● EXERCISE GOAL
Copy exactly the run of lines that begins at the line with "Objective — a point for each instance of the background" and ends at the final line of the entries.

** Start PROVIDED RECORDS **

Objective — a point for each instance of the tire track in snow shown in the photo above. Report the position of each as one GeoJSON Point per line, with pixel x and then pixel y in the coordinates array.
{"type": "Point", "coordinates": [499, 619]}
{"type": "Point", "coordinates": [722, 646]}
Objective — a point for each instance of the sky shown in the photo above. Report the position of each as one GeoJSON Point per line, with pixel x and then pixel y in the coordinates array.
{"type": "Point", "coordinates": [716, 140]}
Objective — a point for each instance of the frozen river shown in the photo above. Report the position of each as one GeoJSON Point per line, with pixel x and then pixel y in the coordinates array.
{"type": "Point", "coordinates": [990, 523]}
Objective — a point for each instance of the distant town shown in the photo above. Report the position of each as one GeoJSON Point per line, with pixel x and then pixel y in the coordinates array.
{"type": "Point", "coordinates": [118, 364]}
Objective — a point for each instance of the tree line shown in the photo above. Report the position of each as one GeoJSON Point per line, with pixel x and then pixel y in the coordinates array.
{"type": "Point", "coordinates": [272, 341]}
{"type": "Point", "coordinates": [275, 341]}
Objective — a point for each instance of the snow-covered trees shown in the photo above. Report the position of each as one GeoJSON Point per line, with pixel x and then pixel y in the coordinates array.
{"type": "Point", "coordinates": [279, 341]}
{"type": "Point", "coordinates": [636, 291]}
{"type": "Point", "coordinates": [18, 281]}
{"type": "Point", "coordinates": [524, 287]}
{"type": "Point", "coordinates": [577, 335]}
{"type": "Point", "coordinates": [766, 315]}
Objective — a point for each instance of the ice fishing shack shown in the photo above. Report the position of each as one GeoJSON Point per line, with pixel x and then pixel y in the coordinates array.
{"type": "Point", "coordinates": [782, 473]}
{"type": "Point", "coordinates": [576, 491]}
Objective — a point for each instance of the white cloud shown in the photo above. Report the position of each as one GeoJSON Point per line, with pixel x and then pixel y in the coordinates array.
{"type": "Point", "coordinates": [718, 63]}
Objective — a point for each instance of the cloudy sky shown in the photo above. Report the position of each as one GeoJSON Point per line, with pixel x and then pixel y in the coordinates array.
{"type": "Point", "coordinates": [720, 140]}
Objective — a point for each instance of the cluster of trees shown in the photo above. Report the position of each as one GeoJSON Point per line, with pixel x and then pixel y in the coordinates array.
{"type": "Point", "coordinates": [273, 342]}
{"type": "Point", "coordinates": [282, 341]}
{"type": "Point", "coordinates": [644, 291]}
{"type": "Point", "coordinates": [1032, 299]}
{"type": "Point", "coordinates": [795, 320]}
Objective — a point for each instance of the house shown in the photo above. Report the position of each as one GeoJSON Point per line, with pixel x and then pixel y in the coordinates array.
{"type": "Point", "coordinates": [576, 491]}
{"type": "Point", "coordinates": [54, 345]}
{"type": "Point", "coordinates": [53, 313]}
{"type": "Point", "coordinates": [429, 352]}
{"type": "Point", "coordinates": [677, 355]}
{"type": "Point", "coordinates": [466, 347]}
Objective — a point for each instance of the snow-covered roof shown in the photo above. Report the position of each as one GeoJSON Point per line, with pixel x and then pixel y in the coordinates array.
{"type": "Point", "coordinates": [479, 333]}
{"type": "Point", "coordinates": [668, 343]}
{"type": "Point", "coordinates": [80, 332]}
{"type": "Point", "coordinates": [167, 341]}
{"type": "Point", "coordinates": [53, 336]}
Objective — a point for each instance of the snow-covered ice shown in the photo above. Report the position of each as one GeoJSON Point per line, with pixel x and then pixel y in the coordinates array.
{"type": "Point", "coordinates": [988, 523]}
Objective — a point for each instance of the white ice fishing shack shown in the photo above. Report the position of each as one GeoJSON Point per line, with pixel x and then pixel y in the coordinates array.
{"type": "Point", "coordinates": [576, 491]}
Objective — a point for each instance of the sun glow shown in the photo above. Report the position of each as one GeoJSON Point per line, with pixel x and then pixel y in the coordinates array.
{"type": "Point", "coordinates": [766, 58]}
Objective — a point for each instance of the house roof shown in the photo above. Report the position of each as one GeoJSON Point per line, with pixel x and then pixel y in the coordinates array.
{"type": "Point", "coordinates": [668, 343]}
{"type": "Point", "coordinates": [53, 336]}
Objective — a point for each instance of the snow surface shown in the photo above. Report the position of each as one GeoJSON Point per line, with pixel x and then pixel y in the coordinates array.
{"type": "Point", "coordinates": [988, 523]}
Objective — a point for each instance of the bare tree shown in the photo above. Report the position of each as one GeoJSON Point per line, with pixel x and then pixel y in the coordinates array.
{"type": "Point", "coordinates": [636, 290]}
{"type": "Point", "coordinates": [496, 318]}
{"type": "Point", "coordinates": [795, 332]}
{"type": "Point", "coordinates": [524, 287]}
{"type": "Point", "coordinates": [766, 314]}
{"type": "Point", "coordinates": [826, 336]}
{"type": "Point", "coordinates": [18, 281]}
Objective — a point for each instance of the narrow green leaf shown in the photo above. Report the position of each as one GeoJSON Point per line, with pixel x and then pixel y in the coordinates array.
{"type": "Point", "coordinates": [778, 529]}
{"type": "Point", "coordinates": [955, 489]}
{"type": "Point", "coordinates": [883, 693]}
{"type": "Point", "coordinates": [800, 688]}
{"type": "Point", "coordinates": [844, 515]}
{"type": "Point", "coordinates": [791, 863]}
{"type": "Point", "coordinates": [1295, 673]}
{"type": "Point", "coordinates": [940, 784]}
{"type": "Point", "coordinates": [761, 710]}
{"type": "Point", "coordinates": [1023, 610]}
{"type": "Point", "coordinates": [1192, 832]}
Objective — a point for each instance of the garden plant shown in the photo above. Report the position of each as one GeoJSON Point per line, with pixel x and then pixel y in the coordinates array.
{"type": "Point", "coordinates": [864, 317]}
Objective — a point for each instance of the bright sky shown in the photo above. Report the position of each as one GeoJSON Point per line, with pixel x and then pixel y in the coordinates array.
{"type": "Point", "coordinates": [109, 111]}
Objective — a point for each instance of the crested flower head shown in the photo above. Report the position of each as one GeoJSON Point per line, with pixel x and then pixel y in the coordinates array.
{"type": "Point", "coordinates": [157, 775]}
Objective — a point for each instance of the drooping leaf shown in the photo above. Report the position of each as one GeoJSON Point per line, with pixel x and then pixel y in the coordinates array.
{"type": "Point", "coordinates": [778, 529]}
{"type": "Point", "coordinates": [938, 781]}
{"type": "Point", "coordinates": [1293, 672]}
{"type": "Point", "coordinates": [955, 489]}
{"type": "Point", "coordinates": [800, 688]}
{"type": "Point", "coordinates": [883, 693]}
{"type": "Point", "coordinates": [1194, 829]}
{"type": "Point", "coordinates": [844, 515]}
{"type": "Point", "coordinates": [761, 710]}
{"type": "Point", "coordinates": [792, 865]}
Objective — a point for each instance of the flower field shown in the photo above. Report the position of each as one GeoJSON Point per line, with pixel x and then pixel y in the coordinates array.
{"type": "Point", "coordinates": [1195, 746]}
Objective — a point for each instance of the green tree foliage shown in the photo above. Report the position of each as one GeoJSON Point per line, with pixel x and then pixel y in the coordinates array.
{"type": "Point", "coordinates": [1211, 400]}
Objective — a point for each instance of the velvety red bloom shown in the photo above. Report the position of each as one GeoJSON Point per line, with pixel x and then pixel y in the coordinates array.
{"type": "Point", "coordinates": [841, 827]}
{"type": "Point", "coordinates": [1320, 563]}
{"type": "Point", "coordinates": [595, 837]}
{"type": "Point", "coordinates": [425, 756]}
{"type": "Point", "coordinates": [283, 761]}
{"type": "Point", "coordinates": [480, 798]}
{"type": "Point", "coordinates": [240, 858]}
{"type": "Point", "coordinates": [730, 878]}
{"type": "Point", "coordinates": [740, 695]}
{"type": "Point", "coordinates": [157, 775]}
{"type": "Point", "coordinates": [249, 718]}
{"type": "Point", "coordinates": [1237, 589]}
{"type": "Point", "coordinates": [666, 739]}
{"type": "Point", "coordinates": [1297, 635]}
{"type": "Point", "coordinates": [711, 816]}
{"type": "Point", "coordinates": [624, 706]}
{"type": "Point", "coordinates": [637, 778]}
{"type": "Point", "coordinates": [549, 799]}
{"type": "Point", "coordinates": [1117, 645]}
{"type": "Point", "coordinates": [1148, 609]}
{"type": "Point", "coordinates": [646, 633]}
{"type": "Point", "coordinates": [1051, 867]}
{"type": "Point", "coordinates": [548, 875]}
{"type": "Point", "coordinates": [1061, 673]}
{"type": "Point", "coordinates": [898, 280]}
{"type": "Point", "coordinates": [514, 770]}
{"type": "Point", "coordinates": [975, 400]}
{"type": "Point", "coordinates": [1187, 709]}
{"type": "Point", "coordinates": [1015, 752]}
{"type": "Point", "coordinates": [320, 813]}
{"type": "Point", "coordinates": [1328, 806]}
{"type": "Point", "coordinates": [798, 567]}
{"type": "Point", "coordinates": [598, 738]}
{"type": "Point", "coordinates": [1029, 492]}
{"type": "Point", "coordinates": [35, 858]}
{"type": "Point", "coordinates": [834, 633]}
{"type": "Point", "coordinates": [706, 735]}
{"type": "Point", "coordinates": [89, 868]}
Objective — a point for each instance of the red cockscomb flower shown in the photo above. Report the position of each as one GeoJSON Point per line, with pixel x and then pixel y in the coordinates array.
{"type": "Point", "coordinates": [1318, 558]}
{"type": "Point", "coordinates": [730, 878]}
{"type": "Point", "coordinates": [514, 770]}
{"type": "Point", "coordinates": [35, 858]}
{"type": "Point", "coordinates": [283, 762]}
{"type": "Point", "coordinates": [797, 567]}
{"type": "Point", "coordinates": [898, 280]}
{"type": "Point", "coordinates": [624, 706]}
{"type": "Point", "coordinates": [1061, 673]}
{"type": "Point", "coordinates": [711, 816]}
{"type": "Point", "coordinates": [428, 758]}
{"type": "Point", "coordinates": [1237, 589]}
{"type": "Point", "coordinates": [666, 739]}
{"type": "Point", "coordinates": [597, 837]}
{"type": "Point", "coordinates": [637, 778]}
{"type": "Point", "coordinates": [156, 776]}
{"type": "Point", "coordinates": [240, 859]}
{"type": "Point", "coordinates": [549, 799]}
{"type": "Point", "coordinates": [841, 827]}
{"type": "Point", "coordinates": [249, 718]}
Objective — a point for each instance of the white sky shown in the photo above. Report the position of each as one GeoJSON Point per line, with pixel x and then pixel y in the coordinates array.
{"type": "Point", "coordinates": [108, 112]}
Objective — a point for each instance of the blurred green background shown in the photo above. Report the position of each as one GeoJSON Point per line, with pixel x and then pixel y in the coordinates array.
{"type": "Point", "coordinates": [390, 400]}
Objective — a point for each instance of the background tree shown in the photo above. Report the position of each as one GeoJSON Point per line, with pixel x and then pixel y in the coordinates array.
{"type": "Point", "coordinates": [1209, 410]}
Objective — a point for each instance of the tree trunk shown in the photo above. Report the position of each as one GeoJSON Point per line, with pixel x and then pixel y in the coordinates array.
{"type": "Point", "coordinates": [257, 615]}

** End PROVIDED RECORDS **

● REPLY
Objective — a point for each instance of the background tree shown in the photo above. Report the position of each as one GeoJSON Point per line, with pixel x and then pixel y in the coordinates array.
{"type": "Point", "coordinates": [1209, 410]}
Objective — a point for each instance of the tree trunk shown in the photo above. Report the position of each as one GeoJSON Point per line, with pixel x and then pixel y in the coordinates array.
{"type": "Point", "coordinates": [257, 615]}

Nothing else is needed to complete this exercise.